■ **Challenge**: Pick out every line of the data below that contains the string "grass" and copy each of those lines.

■ **Input data**:
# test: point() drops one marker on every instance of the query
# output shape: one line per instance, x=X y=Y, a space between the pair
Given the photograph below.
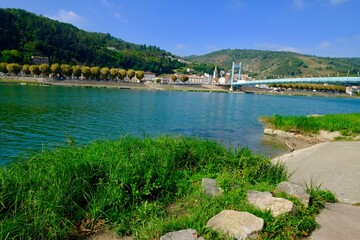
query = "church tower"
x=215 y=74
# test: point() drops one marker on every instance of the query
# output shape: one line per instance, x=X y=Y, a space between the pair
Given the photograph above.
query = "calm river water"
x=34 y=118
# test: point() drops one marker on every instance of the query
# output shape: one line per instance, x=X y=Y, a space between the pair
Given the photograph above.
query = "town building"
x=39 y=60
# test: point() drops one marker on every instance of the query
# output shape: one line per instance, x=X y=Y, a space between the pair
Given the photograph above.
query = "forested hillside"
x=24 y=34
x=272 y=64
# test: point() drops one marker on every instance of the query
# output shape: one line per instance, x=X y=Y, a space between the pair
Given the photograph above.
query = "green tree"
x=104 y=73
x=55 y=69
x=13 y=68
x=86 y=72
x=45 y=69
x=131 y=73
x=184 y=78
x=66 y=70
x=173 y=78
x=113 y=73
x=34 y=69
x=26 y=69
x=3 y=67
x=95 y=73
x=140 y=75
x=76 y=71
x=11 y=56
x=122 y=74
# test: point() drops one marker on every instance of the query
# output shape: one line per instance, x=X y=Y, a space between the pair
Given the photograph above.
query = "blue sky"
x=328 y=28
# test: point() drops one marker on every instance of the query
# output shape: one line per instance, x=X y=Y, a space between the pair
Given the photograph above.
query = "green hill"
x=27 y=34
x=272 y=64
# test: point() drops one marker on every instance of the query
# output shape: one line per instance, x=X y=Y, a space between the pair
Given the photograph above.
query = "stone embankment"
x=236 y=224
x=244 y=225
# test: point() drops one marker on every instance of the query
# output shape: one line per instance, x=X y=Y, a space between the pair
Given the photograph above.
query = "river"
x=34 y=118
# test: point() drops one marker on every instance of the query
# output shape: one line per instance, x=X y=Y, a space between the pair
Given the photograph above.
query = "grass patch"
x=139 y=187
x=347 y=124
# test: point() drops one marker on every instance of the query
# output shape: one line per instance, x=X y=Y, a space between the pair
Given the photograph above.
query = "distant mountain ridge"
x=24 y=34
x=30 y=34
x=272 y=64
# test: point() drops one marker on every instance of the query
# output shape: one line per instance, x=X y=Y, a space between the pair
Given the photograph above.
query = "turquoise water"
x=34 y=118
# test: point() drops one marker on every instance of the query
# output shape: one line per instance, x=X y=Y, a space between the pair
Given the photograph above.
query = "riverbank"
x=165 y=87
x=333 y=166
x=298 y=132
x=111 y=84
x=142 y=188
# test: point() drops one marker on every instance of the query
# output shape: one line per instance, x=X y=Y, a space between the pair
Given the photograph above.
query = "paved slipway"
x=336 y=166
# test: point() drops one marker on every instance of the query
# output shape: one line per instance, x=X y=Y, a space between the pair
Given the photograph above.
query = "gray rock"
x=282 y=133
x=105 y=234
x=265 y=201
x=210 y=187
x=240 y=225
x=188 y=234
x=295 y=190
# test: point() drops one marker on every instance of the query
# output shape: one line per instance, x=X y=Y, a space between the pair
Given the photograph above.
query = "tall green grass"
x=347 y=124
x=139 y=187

■ **Answer**:
query = "grass patch"
query = "tall green grass"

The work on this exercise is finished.